• _Reading passage_:
While the feminist movement has tried to remove the shackles of stereotypical roles of women in marriage and motherhood, many of the essays in the book address how women with disability are yearning to take on these very roles that are denied to them because of their disability status. In this context it is important to highlight the judgment of the Supreme Court in Suchita Srivastava & Anr. vs. Chandigarh Administration6 which rejected the request of the State to carry out an abortion on Suchita who had mild mental retardation, and protected her right to be a mother and make her own reproductive choices. The Court held that her wish to bear the child must be respected and that it could not interfere with the right to personal autonomy that has been accorded to persons with mental retardation for exercising their reproductive rights.7 This judgment challenged the dominant construction and stereotypes about women with disabilities, and in order to do so, it relied upon several important interdisciplinary writings on disability and reproductive rights.

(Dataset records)
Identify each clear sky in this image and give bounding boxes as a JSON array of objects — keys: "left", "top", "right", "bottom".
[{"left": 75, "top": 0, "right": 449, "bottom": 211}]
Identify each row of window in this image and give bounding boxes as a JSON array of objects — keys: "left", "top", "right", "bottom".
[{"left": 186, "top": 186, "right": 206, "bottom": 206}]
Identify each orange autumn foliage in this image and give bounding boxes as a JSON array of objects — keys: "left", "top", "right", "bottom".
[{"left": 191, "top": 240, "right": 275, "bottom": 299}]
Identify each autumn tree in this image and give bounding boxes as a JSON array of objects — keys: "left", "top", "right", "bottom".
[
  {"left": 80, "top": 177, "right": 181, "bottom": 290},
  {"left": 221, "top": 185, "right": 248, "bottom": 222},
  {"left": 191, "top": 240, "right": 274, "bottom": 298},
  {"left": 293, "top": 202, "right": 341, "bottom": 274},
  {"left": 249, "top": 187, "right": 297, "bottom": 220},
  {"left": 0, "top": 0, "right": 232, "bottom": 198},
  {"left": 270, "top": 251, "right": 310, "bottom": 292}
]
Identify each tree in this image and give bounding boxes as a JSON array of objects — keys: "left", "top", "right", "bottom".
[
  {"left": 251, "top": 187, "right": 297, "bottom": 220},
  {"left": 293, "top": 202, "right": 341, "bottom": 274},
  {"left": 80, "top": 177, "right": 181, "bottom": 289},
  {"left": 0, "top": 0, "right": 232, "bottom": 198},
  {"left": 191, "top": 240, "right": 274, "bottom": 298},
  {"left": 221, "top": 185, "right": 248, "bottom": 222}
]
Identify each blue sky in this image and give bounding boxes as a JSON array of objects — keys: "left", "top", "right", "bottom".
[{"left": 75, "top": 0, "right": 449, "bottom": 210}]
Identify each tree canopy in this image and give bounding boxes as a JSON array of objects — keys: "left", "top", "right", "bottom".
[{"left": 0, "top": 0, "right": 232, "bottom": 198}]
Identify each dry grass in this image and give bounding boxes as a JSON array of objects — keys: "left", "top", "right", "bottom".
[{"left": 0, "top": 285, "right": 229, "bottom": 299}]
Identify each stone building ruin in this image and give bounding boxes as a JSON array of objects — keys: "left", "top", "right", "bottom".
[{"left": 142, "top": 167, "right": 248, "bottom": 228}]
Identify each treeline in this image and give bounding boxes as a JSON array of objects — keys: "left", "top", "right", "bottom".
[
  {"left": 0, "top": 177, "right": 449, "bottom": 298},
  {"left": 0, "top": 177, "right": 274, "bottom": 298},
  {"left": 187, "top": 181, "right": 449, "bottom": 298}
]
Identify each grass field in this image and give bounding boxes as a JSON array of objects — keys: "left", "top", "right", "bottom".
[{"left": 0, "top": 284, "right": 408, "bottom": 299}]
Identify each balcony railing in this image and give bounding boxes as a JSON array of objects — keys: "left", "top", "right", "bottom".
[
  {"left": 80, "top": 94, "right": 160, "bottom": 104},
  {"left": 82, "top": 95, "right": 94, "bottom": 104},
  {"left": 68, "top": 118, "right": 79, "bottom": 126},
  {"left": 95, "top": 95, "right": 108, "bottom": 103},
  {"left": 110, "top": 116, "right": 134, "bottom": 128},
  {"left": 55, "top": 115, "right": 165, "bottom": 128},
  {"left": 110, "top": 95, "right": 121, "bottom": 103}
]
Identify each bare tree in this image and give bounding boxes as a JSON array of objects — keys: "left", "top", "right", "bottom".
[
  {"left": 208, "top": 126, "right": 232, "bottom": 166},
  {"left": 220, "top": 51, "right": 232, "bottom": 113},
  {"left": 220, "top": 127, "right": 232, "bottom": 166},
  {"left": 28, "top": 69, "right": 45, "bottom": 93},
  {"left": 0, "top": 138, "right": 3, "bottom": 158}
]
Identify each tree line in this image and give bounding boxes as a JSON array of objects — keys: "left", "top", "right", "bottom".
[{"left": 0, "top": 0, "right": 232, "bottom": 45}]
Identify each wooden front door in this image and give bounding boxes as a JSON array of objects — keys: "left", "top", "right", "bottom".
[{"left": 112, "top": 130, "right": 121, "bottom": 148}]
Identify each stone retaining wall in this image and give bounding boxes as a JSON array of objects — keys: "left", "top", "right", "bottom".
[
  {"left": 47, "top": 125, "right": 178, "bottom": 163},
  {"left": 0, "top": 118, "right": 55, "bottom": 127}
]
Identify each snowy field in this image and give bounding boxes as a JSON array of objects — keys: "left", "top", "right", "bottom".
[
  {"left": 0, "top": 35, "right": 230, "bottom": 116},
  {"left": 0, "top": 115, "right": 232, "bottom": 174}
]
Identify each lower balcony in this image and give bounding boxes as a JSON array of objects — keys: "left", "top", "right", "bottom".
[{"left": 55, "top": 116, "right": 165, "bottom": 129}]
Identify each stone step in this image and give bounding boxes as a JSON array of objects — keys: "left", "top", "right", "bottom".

• _What to do_:
A. According to the passage on disability and reproductive rights, why did the Court refuse to let the State carry out an abortion on Suchita? Answer in one to three sentences.
B. In the passage on disability and reproductive rights, what did the Supreme Court judgment rely upon to challenge stereotypes about women with disabilities?

• _Answers for each item_:
A. The Court held that Suchita's wish to bear the child must be respected. It also held that it could not interfere with the right to personal autonomy that persons with mental retardation have for exercising their reproductive rights.

B. It relied upon several important interdisciplinary writings on disability and reproductive rights.